* Directions: Please copy, exactly as they appear below, the lines from the one containing "stripe on shorts" through the one containing "and white sneaker".

####

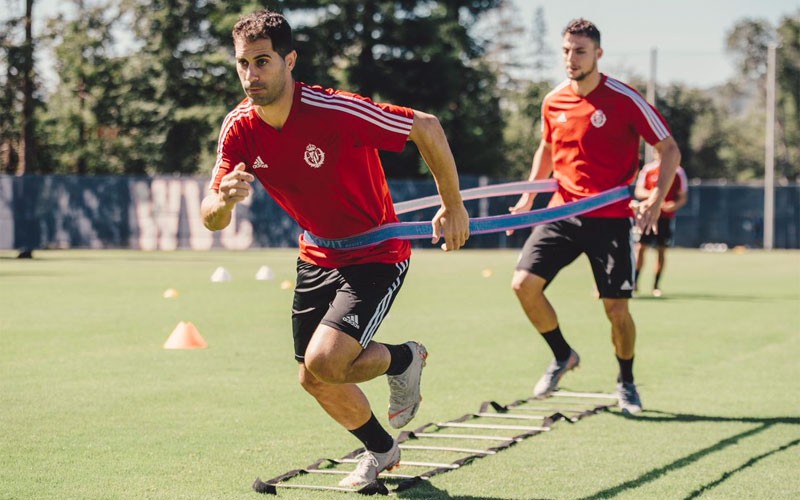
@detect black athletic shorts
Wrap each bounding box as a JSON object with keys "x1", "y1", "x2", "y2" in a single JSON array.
[
  {"x1": 516, "y1": 217, "x2": 635, "y2": 299},
  {"x1": 639, "y1": 217, "x2": 675, "y2": 247},
  {"x1": 291, "y1": 258, "x2": 410, "y2": 362}
]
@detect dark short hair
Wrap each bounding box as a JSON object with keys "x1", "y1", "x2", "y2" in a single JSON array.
[
  {"x1": 562, "y1": 18, "x2": 601, "y2": 47},
  {"x1": 232, "y1": 10, "x2": 294, "y2": 57}
]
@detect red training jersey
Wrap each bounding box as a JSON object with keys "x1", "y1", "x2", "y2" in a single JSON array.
[
  {"x1": 541, "y1": 74, "x2": 672, "y2": 217},
  {"x1": 210, "y1": 81, "x2": 414, "y2": 268},
  {"x1": 636, "y1": 162, "x2": 688, "y2": 219}
]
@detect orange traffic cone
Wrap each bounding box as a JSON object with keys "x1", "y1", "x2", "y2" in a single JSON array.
[{"x1": 163, "y1": 321, "x2": 208, "y2": 349}]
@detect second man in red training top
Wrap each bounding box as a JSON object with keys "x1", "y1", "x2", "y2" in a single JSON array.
[{"x1": 508, "y1": 18, "x2": 681, "y2": 414}]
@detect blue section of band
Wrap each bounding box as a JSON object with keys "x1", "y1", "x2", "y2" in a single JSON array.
[{"x1": 304, "y1": 185, "x2": 634, "y2": 250}]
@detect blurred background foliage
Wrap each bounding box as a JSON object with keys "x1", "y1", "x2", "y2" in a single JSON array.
[{"x1": 0, "y1": 0, "x2": 798, "y2": 181}]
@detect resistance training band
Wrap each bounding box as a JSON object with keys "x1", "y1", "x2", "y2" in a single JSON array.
[
  {"x1": 303, "y1": 183, "x2": 634, "y2": 250},
  {"x1": 393, "y1": 179, "x2": 558, "y2": 214}
]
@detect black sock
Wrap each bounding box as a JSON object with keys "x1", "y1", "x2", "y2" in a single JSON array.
[
  {"x1": 383, "y1": 343, "x2": 412, "y2": 376},
  {"x1": 348, "y1": 413, "x2": 394, "y2": 453},
  {"x1": 617, "y1": 356, "x2": 634, "y2": 384},
  {"x1": 654, "y1": 272, "x2": 662, "y2": 289},
  {"x1": 541, "y1": 326, "x2": 572, "y2": 362}
]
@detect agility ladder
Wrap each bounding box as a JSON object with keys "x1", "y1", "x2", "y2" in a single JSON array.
[
  {"x1": 303, "y1": 181, "x2": 634, "y2": 250},
  {"x1": 252, "y1": 390, "x2": 619, "y2": 495}
]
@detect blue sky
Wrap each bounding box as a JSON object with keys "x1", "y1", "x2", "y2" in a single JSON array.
[
  {"x1": 7, "y1": 0, "x2": 799, "y2": 89},
  {"x1": 513, "y1": 0, "x2": 798, "y2": 87}
]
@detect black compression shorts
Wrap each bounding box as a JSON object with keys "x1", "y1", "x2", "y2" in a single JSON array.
[
  {"x1": 516, "y1": 217, "x2": 635, "y2": 299},
  {"x1": 291, "y1": 258, "x2": 410, "y2": 362}
]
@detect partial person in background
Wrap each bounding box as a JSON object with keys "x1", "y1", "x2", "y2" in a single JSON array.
[
  {"x1": 201, "y1": 9, "x2": 470, "y2": 489},
  {"x1": 634, "y1": 151, "x2": 689, "y2": 297},
  {"x1": 507, "y1": 18, "x2": 681, "y2": 414}
]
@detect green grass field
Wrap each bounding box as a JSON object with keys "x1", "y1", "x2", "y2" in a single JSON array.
[{"x1": 1, "y1": 248, "x2": 798, "y2": 500}]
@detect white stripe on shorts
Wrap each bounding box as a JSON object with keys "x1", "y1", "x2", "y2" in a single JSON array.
[{"x1": 359, "y1": 259, "x2": 409, "y2": 347}]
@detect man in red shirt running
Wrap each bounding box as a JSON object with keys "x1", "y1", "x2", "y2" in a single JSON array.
[
  {"x1": 508, "y1": 18, "x2": 681, "y2": 414},
  {"x1": 634, "y1": 151, "x2": 689, "y2": 297},
  {"x1": 201, "y1": 10, "x2": 470, "y2": 488}
]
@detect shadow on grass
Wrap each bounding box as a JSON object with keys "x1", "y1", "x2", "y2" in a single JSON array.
[
  {"x1": 576, "y1": 410, "x2": 800, "y2": 500},
  {"x1": 634, "y1": 292, "x2": 798, "y2": 303},
  {"x1": 396, "y1": 480, "x2": 554, "y2": 500}
]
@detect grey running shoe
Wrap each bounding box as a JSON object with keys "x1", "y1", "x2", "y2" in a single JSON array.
[
  {"x1": 617, "y1": 381, "x2": 643, "y2": 414},
  {"x1": 338, "y1": 441, "x2": 400, "y2": 488},
  {"x1": 532, "y1": 349, "x2": 580, "y2": 398},
  {"x1": 387, "y1": 341, "x2": 428, "y2": 429}
]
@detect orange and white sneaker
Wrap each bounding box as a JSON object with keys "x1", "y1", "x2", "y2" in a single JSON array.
[{"x1": 387, "y1": 341, "x2": 428, "y2": 429}]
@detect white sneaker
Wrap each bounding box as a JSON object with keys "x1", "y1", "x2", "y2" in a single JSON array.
[
  {"x1": 338, "y1": 441, "x2": 400, "y2": 488},
  {"x1": 533, "y1": 349, "x2": 580, "y2": 398},
  {"x1": 387, "y1": 341, "x2": 428, "y2": 429},
  {"x1": 617, "y1": 381, "x2": 643, "y2": 414}
]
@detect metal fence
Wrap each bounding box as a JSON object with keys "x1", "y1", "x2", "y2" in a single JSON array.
[{"x1": 1, "y1": 175, "x2": 798, "y2": 251}]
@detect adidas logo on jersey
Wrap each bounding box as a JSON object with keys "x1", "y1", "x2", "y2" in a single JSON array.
[
  {"x1": 252, "y1": 156, "x2": 268, "y2": 169},
  {"x1": 342, "y1": 314, "x2": 360, "y2": 329},
  {"x1": 557, "y1": 112, "x2": 567, "y2": 123}
]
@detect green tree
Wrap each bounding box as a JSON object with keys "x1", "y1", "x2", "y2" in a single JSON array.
[
  {"x1": 480, "y1": 0, "x2": 528, "y2": 91},
  {"x1": 275, "y1": 0, "x2": 505, "y2": 177},
  {"x1": 19, "y1": 0, "x2": 36, "y2": 175},
  {"x1": 0, "y1": 0, "x2": 37, "y2": 174},
  {"x1": 117, "y1": 0, "x2": 252, "y2": 174},
  {"x1": 0, "y1": 17, "x2": 23, "y2": 173},
  {"x1": 529, "y1": 6, "x2": 553, "y2": 78},
  {"x1": 775, "y1": 12, "x2": 800, "y2": 179},
  {"x1": 725, "y1": 13, "x2": 800, "y2": 180},
  {"x1": 501, "y1": 80, "x2": 551, "y2": 179},
  {"x1": 511, "y1": 5, "x2": 555, "y2": 178},
  {"x1": 655, "y1": 84, "x2": 727, "y2": 179},
  {"x1": 726, "y1": 18, "x2": 775, "y2": 81},
  {"x1": 28, "y1": 0, "x2": 505, "y2": 178},
  {"x1": 39, "y1": 1, "x2": 126, "y2": 174}
]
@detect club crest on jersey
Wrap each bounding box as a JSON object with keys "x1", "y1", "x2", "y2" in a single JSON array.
[
  {"x1": 591, "y1": 109, "x2": 607, "y2": 128},
  {"x1": 304, "y1": 144, "x2": 326, "y2": 168}
]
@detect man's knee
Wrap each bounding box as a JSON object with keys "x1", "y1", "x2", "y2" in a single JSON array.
[
  {"x1": 299, "y1": 362, "x2": 345, "y2": 399},
  {"x1": 304, "y1": 351, "x2": 349, "y2": 384},
  {"x1": 511, "y1": 270, "x2": 544, "y2": 298},
  {"x1": 298, "y1": 365, "x2": 322, "y2": 394},
  {"x1": 603, "y1": 299, "x2": 631, "y2": 324}
]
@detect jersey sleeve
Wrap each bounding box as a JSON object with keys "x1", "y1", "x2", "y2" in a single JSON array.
[
  {"x1": 634, "y1": 102, "x2": 672, "y2": 146},
  {"x1": 540, "y1": 98, "x2": 552, "y2": 143},
  {"x1": 208, "y1": 108, "x2": 247, "y2": 191},
  {"x1": 328, "y1": 89, "x2": 414, "y2": 152},
  {"x1": 606, "y1": 77, "x2": 672, "y2": 146},
  {"x1": 625, "y1": 96, "x2": 672, "y2": 146}
]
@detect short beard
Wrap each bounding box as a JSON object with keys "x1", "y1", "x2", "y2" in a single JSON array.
[
  {"x1": 248, "y1": 93, "x2": 277, "y2": 106},
  {"x1": 247, "y1": 80, "x2": 285, "y2": 106},
  {"x1": 568, "y1": 60, "x2": 597, "y2": 82}
]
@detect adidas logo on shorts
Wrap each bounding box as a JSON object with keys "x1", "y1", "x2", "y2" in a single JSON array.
[{"x1": 342, "y1": 314, "x2": 360, "y2": 329}]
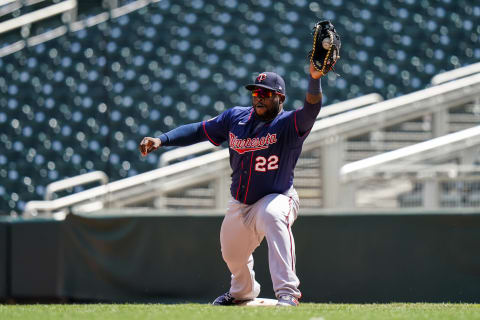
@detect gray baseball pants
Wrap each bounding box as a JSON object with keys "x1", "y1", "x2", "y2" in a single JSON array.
[{"x1": 220, "y1": 187, "x2": 301, "y2": 300}]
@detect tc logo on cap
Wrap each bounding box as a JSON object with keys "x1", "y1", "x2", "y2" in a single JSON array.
[{"x1": 256, "y1": 73, "x2": 267, "y2": 82}]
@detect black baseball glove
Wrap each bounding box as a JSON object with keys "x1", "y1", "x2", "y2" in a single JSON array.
[{"x1": 309, "y1": 20, "x2": 341, "y2": 75}]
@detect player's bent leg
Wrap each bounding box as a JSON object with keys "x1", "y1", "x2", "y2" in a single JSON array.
[
  {"x1": 219, "y1": 199, "x2": 262, "y2": 301},
  {"x1": 255, "y1": 191, "x2": 302, "y2": 301},
  {"x1": 221, "y1": 254, "x2": 260, "y2": 301}
]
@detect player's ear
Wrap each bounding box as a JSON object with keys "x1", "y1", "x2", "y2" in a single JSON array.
[{"x1": 279, "y1": 94, "x2": 285, "y2": 103}]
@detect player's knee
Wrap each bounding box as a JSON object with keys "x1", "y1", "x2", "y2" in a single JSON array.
[
  {"x1": 256, "y1": 197, "x2": 292, "y2": 235},
  {"x1": 221, "y1": 250, "x2": 233, "y2": 263},
  {"x1": 222, "y1": 253, "x2": 248, "y2": 271},
  {"x1": 261, "y1": 203, "x2": 285, "y2": 225},
  {"x1": 221, "y1": 249, "x2": 244, "y2": 265}
]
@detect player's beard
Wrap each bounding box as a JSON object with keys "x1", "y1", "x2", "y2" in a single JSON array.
[{"x1": 255, "y1": 100, "x2": 281, "y2": 122}]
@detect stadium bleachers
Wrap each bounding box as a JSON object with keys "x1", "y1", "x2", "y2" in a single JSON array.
[{"x1": 1, "y1": 0, "x2": 479, "y2": 214}]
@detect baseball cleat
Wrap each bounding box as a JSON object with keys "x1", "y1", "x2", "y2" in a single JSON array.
[
  {"x1": 212, "y1": 292, "x2": 252, "y2": 306},
  {"x1": 276, "y1": 294, "x2": 299, "y2": 307}
]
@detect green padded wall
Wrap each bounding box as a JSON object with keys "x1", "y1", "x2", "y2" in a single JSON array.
[
  {"x1": 0, "y1": 219, "x2": 8, "y2": 300},
  {"x1": 6, "y1": 211, "x2": 480, "y2": 303}
]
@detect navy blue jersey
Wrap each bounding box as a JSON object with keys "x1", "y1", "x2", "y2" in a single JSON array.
[
  {"x1": 160, "y1": 97, "x2": 322, "y2": 205},
  {"x1": 202, "y1": 106, "x2": 311, "y2": 204}
]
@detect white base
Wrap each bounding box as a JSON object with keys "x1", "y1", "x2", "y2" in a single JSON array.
[{"x1": 239, "y1": 298, "x2": 278, "y2": 306}]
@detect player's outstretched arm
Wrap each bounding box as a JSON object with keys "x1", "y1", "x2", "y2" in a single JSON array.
[
  {"x1": 139, "y1": 121, "x2": 212, "y2": 157},
  {"x1": 139, "y1": 137, "x2": 161, "y2": 156},
  {"x1": 294, "y1": 62, "x2": 325, "y2": 136},
  {"x1": 306, "y1": 62, "x2": 324, "y2": 105}
]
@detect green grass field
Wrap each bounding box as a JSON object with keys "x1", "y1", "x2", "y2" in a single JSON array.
[{"x1": 1, "y1": 303, "x2": 480, "y2": 320}]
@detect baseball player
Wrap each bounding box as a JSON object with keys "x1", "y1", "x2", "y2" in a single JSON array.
[{"x1": 139, "y1": 62, "x2": 324, "y2": 306}]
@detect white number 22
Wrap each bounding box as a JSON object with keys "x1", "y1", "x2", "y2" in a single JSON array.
[{"x1": 255, "y1": 155, "x2": 279, "y2": 172}]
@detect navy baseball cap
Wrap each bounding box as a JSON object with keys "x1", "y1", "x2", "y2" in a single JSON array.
[{"x1": 245, "y1": 72, "x2": 286, "y2": 95}]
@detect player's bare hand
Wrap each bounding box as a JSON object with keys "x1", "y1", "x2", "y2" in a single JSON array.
[
  {"x1": 310, "y1": 62, "x2": 324, "y2": 79},
  {"x1": 139, "y1": 137, "x2": 161, "y2": 156}
]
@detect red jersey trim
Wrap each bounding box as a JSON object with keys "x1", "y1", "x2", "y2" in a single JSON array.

####

* Worked solution:
@detect white stripe on shorts
Wrap each bounding box as a JSON object with keys "x1", "y1", "x2", "y2" in a single JSON array.
[{"x1": 359, "y1": 259, "x2": 409, "y2": 347}]
@detect man in red shirt running
Wrap each bounding box as a JSON object with keys "x1", "y1", "x2", "y2" in a single JSON array.
[
  {"x1": 508, "y1": 18, "x2": 681, "y2": 414},
  {"x1": 634, "y1": 151, "x2": 689, "y2": 297},
  {"x1": 201, "y1": 10, "x2": 470, "y2": 488}
]
@detect shadow on grass
Wrap each bounding box as a JSON object with keys "x1", "y1", "x2", "y2" in a single JSON array.
[
  {"x1": 576, "y1": 410, "x2": 800, "y2": 500},
  {"x1": 634, "y1": 292, "x2": 798, "y2": 303},
  {"x1": 396, "y1": 480, "x2": 554, "y2": 500}
]
@detect grey running shoe
Wrap each bounding box as a JSON object with keys "x1", "y1", "x2", "y2" in a single JSON array.
[
  {"x1": 617, "y1": 381, "x2": 643, "y2": 414},
  {"x1": 338, "y1": 441, "x2": 400, "y2": 488},
  {"x1": 532, "y1": 349, "x2": 580, "y2": 398},
  {"x1": 387, "y1": 341, "x2": 428, "y2": 429}
]
@detect orange and white sneaker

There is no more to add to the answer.